EJERCICIO: Devuelve todas las líneas del material que aparece a continuación, idénticas y sin ningún cambio.

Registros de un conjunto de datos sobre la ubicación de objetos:
"""

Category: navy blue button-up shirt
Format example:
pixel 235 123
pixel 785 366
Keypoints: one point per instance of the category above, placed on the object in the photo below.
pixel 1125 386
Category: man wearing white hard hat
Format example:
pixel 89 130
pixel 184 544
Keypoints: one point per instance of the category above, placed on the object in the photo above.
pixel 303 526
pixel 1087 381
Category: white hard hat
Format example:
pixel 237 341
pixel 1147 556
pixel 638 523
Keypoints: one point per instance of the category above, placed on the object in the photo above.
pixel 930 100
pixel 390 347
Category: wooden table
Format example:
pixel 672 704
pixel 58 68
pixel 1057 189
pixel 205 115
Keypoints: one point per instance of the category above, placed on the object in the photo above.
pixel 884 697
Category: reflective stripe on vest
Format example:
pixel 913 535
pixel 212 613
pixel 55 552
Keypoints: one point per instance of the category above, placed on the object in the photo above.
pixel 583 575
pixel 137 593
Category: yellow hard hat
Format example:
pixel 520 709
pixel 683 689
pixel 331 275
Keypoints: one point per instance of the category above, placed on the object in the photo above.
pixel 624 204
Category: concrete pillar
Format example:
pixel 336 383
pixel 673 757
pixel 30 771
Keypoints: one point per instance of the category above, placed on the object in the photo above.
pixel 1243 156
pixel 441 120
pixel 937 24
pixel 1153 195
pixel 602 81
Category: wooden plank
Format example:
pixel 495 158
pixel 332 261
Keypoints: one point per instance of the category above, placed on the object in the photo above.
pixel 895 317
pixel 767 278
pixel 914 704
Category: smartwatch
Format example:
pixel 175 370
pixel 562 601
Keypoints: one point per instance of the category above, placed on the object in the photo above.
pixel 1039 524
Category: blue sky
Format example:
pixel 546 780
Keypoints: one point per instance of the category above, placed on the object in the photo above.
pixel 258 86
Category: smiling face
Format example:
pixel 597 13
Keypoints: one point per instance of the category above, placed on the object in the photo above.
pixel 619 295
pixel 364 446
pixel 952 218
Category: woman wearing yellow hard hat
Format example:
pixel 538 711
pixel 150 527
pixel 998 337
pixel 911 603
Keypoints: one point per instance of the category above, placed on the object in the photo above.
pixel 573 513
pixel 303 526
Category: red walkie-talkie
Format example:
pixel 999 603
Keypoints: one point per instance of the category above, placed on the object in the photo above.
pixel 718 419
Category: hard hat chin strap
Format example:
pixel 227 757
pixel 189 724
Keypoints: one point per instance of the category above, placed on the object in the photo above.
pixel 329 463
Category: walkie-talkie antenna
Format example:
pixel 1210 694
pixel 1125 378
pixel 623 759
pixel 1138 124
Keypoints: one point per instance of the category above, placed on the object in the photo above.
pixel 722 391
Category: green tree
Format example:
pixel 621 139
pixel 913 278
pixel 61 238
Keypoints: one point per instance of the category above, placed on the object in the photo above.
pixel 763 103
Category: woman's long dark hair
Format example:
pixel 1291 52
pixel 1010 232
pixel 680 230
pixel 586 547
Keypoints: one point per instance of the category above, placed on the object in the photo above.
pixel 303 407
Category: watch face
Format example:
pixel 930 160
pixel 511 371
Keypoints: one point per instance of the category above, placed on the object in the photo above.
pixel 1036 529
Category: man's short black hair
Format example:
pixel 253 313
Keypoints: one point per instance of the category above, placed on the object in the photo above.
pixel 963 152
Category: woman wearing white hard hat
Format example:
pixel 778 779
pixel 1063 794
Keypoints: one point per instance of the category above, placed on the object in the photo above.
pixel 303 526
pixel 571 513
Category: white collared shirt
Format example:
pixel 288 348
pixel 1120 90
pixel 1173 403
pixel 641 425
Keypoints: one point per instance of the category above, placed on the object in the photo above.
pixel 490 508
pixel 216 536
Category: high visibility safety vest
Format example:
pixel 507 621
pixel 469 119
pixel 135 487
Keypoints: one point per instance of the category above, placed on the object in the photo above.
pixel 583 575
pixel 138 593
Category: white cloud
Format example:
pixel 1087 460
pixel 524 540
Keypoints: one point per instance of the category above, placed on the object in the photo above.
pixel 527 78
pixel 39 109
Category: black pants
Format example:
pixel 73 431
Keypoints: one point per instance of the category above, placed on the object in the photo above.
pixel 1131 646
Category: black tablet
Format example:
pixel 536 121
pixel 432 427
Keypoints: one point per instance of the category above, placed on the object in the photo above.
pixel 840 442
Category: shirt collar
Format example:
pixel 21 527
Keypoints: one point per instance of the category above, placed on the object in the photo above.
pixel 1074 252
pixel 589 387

"""

RESULTADO:
Category: navy blue button-up shirt
Format example:
pixel 235 123
pixel 785 366
Keypoints: one point per instance of the category above, placed on the object in the photo below.
pixel 1125 386
Category: man wearing white hard hat
Format example:
pixel 89 130
pixel 184 544
Keypoints: one point per instance of the category above, placed on the object in the photo above.
pixel 303 526
pixel 1087 381
Category: white hard hat
Format example:
pixel 237 341
pixel 1147 556
pixel 638 523
Keypoints: one point per instance of the category above, placed on the object in the photo above.
pixel 930 100
pixel 390 347
Category: wooden table
Format example:
pixel 672 704
pixel 58 68
pixel 1057 189
pixel 205 115
Keypoints: one point per instance of the category above, placed on the object in the photo above.
pixel 884 697
Category: reflective stripe on vest
Format example:
pixel 913 535
pixel 212 613
pixel 55 552
Keypoints: one point per instance of the category above, placed on the object in the photo above.
pixel 583 575
pixel 137 593
Category: yellow hard hat
Format example:
pixel 520 709
pixel 683 689
pixel 331 275
Keypoints: one point per instance of the category above, placed on the object in the photo above.
pixel 624 204
Category: concrete pillar
Format example:
pixel 336 383
pixel 673 757
pixel 30 771
Keypoints: one point per instance of the category above, placed on the object in the photo above.
pixel 1243 156
pixel 441 120
pixel 937 24
pixel 1153 195
pixel 602 81
Category: wooden plank
Format example:
pixel 495 158
pixel 332 261
Keypoints: one point per instance of the category above, placed on the object in the photo above.
pixel 895 317
pixel 767 278
pixel 914 704
Category: smartwatch
Format example:
pixel 175 370
pixel 562 601
Keypoints: one point per instance of the category above, placed on the object in the photo above.
pixel 1039 524
Category: blue sky
Format example:
pixel 546 780
Keypoints: one point per instance of the category above, placed on the object in the photo above.
pixel 258 86
Category: smiling face
Format example:
pixel 597 13
Keypoints: one point per instance of the category above, placed on the object in the photo above.
pixel 619 295
pixel 364 446
pixel 952 218
Category: woman wearing yellow hard hat
Format example:
pixel 538 711
pixel 150 527
pixel 998 337
pixel 911 603
Keypoints: one point per instance of the category above, placed on the object in the photo above.
pixel 573 513
pixel 303 526
Category: red walkie-talkie
Format example:
pixel 999 603
Keypoints: one point per instance of the category above, placed on the object in the photo above.
pixel 718 419
Category: hard hat chin strap
Format example:
pixel 227 757
pixel 189 724
Keypoints: one point per instance of the category above, placed on the object in the photo above.
pixel 329 463
Category: walkie-talkie antenna
Format example:
pixel 1210 694
pixel 1125 378
pixel 623 759
pixel 1138 124
Keypoints: one point per instance of the category above, placed on the object in the photo above.
pixel 722 391
Category: green tree
Format example:
pixel 621 139
pixel 913 278
pixel 61 238
Keypoints: one point per instance of the category above, placed on the object in the photo above.
pixel 763 103
Category: woman's long dark hair
Format example:
pixel 1291 52
pixel 1010 232
pixel 680 230
pixel 586 547
Keypoints: one point per instance of the category above, placed on the object in the photo above.
pixel 303 407
Category: watch face
Format example:
pixel 930 160
pixel 511 371
Keypoints: one point per instance of the category above, placed on the object in the photo above.
pixel 1036 529
Category: man's short black hair
Format example:
pixel 253 313
Keypoints: one point per instance of the category above, placed on the object in the photo above.
pixel 963 152
Category: woman wearing white hard hat
Format example:
pixel 778 779
pixel 1063 794
Keypoints: one point per instance of the category above, placed on the object in the photo above.
pixel 303 526
pixel 571 513
Category: white collared shirt
Format example:
pixel 288 348
pixel 1120 90
pixel 1173 403
pixel 641 425
Keypoints: one point per instance of the category above, placed on the object in the photo above.
pixel 490 508
pixel 216 536
Category: high visibility safety vest
Format example:
pixel 507 621
pixel 469 119
pixel 135 487
Keypoints: one point per instance of the category above, placed on the object in the photo above.
pixel 583 575
pixel 138 593
Category: white cloud
Format example:
pixel 1087 460
pixel 524 540
Keypoints: one point per instance of the category above, placed on the object in the photo above.
pixel 527 78
pixel 39 109
Category: black pants
Format example:
pixel 73 431
Keypoints: one point per instance of the category above, placed on the object in the photo above.
pixel 1131 646
Category: black tablet
Format example:
pixel 536 121
pixel 432 427
Keypoints: one point per instance of the category above, placed on the object in the photo above.
pixel 840 442
Category: shirt collar
Format example:
pixel 21 527
Keypoints: one point per instance of the category above, placed on the object in the photo above.
pixel 1074 252
pixel 589 387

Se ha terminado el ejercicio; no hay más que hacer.